Your task is to print all of the material verbatim.
───── DATA FOR THIS TASK ─────
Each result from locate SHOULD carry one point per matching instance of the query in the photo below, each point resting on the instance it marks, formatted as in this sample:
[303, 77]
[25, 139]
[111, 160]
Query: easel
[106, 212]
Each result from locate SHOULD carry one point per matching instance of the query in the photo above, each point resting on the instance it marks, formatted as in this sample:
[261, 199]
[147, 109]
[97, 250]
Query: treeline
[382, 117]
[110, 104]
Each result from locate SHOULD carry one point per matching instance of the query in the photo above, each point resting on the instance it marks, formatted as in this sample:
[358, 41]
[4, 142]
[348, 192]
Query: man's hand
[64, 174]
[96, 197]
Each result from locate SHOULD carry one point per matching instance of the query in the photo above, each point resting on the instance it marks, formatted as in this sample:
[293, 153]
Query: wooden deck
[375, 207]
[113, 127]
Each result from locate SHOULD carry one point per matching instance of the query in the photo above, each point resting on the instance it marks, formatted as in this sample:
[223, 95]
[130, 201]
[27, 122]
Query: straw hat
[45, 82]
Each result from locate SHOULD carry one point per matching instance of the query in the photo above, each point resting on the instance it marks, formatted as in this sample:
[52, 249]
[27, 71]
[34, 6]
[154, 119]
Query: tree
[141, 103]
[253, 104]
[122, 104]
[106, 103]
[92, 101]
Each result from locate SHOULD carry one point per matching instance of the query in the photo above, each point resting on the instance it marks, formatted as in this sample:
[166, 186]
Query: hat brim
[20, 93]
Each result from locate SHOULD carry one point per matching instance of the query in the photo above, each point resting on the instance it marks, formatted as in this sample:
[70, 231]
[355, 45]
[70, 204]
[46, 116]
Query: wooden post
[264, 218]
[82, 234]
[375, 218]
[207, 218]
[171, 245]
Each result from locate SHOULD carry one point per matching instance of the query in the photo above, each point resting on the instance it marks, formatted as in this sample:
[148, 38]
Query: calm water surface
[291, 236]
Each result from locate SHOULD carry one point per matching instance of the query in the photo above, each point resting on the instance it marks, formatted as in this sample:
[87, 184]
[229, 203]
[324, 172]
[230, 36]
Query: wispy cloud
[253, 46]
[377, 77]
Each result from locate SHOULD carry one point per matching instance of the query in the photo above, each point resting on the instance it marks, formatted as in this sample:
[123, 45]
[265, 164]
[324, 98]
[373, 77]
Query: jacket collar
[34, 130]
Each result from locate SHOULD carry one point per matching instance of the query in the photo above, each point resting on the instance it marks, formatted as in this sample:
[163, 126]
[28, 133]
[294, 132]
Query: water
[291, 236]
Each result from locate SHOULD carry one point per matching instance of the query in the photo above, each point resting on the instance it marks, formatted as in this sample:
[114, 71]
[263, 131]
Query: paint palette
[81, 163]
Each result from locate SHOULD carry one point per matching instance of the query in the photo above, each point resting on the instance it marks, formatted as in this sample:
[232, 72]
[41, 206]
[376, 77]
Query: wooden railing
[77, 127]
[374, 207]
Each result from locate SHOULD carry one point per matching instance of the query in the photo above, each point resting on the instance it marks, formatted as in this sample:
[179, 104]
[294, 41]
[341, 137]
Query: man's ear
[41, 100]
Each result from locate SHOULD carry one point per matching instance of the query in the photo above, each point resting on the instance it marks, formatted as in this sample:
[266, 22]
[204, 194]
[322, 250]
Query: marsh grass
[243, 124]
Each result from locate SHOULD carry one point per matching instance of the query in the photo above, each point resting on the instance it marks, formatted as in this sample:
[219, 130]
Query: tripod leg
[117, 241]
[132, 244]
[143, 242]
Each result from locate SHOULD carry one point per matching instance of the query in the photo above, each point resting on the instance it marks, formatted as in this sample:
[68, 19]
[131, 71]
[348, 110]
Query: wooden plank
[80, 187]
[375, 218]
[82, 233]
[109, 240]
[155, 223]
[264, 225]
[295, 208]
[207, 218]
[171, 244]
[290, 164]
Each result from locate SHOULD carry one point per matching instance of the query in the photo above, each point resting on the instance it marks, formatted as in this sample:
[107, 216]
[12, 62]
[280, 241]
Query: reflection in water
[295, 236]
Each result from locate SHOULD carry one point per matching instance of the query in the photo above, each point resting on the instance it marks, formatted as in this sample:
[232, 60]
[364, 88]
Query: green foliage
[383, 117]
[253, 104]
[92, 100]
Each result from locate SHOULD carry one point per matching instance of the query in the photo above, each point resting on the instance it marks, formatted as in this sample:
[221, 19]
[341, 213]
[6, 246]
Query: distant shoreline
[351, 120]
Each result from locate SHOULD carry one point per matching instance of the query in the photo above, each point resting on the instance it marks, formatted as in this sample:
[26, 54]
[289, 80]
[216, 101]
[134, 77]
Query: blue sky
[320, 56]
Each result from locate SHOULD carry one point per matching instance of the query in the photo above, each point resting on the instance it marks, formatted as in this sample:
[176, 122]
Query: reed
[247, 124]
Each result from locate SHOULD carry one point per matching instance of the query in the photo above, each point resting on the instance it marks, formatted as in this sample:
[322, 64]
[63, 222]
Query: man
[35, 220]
─────
TASK RESULT
Each result from locate SHOULD carry one point per matching instance of the query in the photo below, each point resting on the instance it marks, formatted as in this sample:
[303, 77]
[25, 139]
[111, 160]
Query: easel
[106, 212]
Each result from locate SHOULD carry one point per matching instance of the query in the photo above, each point resting on the instance it marks, formatted as in this sample:
[261, 199]
[147, 109]
[97, 250]
Query: treeline
[382, 117]
[110, 104]
Each result from locate SHOULD carry one point per matching instance of the query in the photo above, each point resting on the instance it marks, formatted as in this sample:
[358, 41]
[4, 142]
[348, 192]
Query: man's hand
[64, 174]
[96, 197]
Each result from locate SHOULD carry one point per matching instance of the query in the photo above, each point resting on the instance it marks, formatted as in this sample:
[293, 153]
Query: wooden deck
[375, 207]
[113, 127]
Each result from locate SHOULD carry one point per matching instance of the query in the photo above, each point resting on the instance it marks, formatted as in this sample:
[223, 95]
[130, 201]
[27, 122]
Query: straw hat
[45, 82]
Each result from locate SHOULD carry one point per matching instance of the query in the photo above, each point resting on the instance it marks, formatted as in this sample:
[52, 249]
[27, 71]
[34, 6]
[154, 119]
Query: tree
[141, 103]
[253, 104]
[122, 104]
[106, 103]
[92, 101]
Each result from locate SHOULD carry one point per matching instance of the query in the photo above, each point resting on the instance it marks, formatted as in this sample:
[166, 186]
Query: hat brim
[20, 93]
Each result from locate SHOULD carry one point per matching instance of the query in the photo above, each point resting on the instance it marks, formatted as in this sample:
[70, 231]
[355, 45]
[70, 204]
[46, 116]
Query: wooden post
[264, 218]
[82, 234]
[375, 218]
[207, 218]
[171, 245]
Each result from locate SHOULD carry one point per matching instance of the query in the photo above, each point resting on the instance it marks, formatted as in this sample:
[148, 38]
Query: calm water surface
[291, 236]
Each result from locate SHOULD carry one point per matching instance of the query in the photo above, each point resting on the instance it marks, formatted as in this sample:
[87, 184]
[229, 203]
[324, 172]
[230, 36]
Query: wispy cloud
[253, 46]
[377, 77]
Each result from locate SHOULD carry one point per matching instance of the query in the photo above, each point resting on the instance it marks, formatted as in this sample:
[123, 45]
[265, 164]
[324, 98]
[373, 77]
Query: jacket collar
[34, 130]
Each result from locate SHOULD carry one point per matching instance of the query in the photo above, each point resting on the instance it marks, formatted as in this sample:
[163, 126]
[28, 133]
[294, 132]
Query: water
[291, 236]
Each result from locate SHOULD carry one point per matching instance of the query in the photo above, each point resting on the instance it marks, formatted as in this sample:
[114, 71]
[263, 131]
Query: paint palette
[81, 163]
Each result from locate SHOULD carry one point per matching instance of the query in the photo above, each point resting on the instance it marks, formatted as in this sample:
[232, 72]
[41, 206]
[376, 77]
Query: wooden railing
[77, 127]
[374, 207]
Each result from locate SHOULD carry one point per matching instance of the query in the photo above, each point resting on the instance it marks, formatted as in this sample:
[179, 104]
[294, 41]
[341, 137]
Query: man's ear
[41, 100]
Each result from locate SHOULD carry one point per matching instance of the query in the photo above, each point resting on the instance it marks, formatted as in this sample:
[266, 22]
[204, 194]
[322, 250]
Query: marsh grass
[243, 124]
Each result from locate SHOULD carry one point per matching instance of the query in the photo above, each point resting on the instance it marks, formatted as in this sample:
[219, 130]
Query: tripod leg
[117, 241]
[132, 244]
[143, 242]
Each result from locate SHOULD carry one point per matching instance of the query in the photo above, each point resting on the instance it marks, formatted as in this sample:
[68, 19]
[131, 71]
[348, 110]
Query: wooden plank
[80, 187]
[375, 218]
[82, 233]
[109, 240]
[155, 223]
[264, 225]
[295, 208]
[207, 218]
[171, 244]
[290, 164]
Each result from locate SHOULD carry one point per matching instance of the query in the photo above, each point resting on the instance it marks, formatted as in this sample:
[107, 216]
[12, 62]
[280, 241]
Query: reflection in water
[295, 236]
Each result from locate SHOULD carry one point per matching instance of the query in the photo above, each point resting on the instance it marks, formatted as in this sample:
[232, 60]
[364, 88]
Query: green foliage
[383, 117]
[253, 104]
[92, 100]
Each result from locate SHOULD carry one point per matching instance of the query in the photo above, each point resting on the instance it marks, formatted as in this sample:
[221, 19]
[341, 213]
[6, 246]
Query: distant shoreline
[351, 120]
Each result from locate SHOULD carry one point per matching instance of the query in the photo above, each point resting on the instance it marks, formatted as in this sample:
[26, 54]
[289, 80]
[216, 101]
[134, 77]
Query: blue sky
[320, 56]
Each result from locate SHOULD carry one point per matching instance of the query in the photo above, each point resting on the instance it marks, formatted as in this sample:
[176, 122]
Query: reed
[247, 124]
Each result from locate SHOULD carry one point per matching instance of the query in the photo above, each point resting on the instance it marks, formatted as in this sample:
[322, 64]
[63, 222]
Query: man
[35, 220]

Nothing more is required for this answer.